====== Records for this task ======
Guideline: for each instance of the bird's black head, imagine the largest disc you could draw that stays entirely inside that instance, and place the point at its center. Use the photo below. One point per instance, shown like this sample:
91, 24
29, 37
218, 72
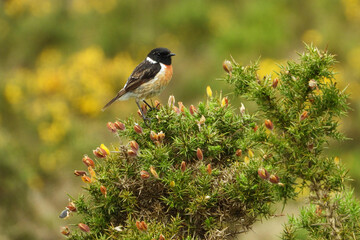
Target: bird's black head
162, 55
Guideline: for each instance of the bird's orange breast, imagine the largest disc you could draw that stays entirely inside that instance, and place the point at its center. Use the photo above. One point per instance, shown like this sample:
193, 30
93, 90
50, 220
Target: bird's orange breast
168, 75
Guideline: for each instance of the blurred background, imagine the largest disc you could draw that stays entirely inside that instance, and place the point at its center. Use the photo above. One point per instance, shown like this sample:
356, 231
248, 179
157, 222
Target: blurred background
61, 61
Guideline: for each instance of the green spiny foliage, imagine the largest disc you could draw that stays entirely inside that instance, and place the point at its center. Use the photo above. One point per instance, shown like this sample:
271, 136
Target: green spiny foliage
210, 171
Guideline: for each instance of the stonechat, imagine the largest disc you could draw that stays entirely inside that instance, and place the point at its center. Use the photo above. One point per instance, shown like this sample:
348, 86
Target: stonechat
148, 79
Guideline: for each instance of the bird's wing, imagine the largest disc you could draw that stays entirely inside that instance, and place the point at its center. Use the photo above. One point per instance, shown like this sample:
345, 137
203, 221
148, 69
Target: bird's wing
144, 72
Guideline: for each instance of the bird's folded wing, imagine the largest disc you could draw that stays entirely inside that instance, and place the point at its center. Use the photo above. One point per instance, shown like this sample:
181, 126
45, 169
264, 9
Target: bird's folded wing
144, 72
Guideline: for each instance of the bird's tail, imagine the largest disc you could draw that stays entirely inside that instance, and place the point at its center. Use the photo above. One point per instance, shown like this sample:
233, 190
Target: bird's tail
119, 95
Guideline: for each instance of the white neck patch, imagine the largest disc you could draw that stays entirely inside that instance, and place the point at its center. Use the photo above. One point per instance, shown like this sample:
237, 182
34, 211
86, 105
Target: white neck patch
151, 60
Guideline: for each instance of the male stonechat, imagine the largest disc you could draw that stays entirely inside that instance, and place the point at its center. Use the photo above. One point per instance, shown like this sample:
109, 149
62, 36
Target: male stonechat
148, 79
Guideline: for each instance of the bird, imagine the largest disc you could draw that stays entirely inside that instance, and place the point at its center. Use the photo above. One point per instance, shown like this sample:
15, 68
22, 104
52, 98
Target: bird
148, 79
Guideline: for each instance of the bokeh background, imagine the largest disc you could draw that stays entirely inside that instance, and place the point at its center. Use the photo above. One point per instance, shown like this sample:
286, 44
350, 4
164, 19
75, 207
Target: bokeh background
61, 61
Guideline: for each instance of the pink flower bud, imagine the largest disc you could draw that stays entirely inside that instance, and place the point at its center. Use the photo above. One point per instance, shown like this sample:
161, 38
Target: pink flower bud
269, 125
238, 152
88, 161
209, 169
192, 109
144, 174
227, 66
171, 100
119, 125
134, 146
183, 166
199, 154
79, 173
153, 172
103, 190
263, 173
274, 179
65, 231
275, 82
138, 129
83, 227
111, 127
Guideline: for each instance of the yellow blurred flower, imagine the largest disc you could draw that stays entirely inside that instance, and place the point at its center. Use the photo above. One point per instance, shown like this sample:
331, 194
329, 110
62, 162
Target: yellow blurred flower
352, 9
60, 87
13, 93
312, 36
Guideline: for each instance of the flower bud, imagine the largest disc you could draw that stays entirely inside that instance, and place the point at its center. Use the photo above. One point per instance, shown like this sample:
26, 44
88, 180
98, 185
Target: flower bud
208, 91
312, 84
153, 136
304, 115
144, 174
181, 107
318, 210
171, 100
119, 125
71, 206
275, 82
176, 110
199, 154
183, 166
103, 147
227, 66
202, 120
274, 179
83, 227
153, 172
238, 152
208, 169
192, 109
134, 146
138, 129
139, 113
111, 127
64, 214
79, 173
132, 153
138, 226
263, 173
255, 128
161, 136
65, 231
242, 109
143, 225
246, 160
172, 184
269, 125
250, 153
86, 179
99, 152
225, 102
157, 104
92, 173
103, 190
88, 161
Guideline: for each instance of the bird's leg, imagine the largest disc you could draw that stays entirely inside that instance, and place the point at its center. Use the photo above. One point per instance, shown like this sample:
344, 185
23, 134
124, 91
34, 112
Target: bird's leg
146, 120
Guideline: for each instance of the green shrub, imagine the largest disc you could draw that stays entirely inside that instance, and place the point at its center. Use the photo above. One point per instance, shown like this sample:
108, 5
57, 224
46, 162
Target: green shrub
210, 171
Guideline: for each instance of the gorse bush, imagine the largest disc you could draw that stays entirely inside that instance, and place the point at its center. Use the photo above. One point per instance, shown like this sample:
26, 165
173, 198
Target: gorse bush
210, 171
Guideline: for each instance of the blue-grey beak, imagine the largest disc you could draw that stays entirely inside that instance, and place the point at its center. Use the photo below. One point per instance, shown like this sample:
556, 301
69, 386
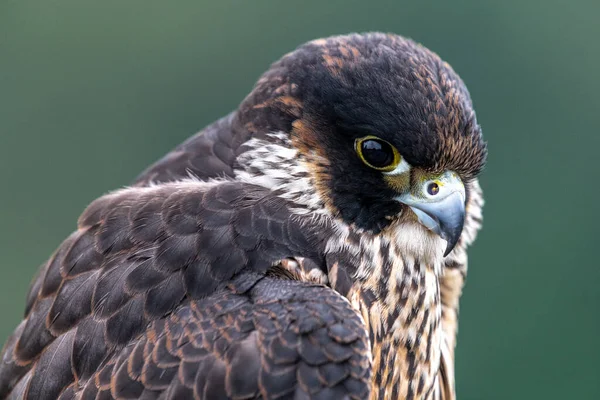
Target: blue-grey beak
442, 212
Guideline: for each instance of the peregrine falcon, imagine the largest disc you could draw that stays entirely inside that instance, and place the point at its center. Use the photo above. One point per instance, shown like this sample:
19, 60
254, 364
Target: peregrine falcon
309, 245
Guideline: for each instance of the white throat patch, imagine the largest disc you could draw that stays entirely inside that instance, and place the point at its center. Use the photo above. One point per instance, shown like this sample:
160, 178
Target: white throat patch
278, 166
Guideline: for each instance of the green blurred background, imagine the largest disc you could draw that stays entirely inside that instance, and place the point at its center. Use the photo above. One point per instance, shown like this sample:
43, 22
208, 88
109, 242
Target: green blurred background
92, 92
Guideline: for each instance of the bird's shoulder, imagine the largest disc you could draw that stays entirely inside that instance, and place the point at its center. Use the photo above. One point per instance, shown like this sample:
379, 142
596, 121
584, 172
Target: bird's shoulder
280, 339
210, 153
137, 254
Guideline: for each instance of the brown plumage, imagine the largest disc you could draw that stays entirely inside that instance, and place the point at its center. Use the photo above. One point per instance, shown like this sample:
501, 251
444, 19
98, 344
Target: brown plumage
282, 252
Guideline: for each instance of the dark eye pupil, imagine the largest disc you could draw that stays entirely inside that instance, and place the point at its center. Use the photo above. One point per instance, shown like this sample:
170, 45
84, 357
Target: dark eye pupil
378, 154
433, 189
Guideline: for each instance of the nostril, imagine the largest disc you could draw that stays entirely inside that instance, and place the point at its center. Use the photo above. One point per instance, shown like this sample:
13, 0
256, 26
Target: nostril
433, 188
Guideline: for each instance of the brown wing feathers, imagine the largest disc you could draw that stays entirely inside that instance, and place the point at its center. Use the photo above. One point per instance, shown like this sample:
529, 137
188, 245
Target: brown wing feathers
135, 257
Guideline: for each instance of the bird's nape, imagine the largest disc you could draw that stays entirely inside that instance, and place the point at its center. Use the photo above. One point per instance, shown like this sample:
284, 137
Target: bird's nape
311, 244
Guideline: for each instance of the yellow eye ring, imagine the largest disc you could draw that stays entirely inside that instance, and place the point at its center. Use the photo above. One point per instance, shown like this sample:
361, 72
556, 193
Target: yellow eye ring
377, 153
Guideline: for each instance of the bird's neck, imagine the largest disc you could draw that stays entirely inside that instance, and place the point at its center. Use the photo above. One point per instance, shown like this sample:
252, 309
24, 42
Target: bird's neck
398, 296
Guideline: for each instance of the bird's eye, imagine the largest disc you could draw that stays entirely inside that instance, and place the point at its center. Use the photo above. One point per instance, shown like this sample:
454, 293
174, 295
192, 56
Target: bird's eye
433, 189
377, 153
======
====== Records for this task ======
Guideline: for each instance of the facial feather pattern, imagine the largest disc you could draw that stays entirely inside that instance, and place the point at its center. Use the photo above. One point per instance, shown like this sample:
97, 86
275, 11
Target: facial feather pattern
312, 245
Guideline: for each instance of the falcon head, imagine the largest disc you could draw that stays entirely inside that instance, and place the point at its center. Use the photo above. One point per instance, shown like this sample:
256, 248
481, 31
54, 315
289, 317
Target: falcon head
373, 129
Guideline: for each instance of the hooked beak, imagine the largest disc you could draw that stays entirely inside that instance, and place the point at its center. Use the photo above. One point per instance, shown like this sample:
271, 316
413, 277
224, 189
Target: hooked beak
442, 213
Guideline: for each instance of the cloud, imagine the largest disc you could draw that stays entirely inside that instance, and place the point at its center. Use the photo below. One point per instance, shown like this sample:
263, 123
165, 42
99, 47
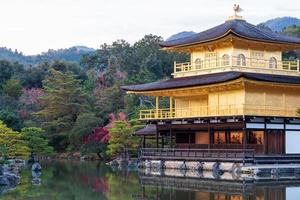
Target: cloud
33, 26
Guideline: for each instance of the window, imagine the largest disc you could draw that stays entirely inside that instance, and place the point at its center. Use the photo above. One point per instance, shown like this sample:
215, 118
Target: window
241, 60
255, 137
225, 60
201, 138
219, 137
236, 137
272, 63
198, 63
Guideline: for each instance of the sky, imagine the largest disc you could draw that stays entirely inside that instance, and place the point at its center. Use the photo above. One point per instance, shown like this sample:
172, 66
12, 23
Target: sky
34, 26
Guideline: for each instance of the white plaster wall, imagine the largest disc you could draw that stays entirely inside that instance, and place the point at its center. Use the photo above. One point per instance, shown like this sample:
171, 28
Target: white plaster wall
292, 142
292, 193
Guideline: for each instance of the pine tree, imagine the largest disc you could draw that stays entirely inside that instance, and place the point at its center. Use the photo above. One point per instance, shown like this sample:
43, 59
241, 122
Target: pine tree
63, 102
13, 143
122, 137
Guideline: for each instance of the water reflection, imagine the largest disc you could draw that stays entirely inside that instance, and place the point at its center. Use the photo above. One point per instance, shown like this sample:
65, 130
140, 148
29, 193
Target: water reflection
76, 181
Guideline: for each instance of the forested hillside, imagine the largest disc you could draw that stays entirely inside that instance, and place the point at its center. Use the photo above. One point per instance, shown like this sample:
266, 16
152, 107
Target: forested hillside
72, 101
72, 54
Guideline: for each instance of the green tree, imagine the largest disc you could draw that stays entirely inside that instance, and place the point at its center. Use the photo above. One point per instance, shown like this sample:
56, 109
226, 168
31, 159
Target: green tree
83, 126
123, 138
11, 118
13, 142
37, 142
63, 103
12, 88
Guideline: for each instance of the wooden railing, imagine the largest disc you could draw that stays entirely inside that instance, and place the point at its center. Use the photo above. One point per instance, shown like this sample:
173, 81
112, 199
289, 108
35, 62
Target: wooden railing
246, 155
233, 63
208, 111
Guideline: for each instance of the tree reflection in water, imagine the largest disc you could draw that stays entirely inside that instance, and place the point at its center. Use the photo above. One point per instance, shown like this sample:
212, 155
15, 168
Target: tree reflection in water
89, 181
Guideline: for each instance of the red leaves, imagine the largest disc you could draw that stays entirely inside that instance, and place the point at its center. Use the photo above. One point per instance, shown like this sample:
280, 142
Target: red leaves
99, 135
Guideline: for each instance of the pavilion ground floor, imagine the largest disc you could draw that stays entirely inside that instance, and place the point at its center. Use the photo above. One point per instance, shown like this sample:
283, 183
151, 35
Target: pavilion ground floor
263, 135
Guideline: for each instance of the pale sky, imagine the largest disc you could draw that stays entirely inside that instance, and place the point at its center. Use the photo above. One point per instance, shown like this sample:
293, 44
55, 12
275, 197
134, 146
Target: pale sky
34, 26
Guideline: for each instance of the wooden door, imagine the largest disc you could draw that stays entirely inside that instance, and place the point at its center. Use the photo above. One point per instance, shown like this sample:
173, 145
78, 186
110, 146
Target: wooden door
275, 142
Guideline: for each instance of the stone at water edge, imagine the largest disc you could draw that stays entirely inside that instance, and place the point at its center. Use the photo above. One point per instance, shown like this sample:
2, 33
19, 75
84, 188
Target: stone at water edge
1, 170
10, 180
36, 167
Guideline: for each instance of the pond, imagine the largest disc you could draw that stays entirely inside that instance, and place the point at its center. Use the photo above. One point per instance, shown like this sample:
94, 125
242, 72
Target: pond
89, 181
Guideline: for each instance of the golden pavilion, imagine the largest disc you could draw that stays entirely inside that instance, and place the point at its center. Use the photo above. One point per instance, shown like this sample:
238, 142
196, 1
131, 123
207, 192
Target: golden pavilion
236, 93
======
Locate each line in the data above that contains the string "throat" and copy every such line out in full.

§ **Result of this task**:
Guideline: for each instance of the white throat patch, imagine the largest disc you could draw that stays entirely inside that instance, and place the point at its center. Use the photo above. One point per instance, shown like this sample:
Target: white throat patch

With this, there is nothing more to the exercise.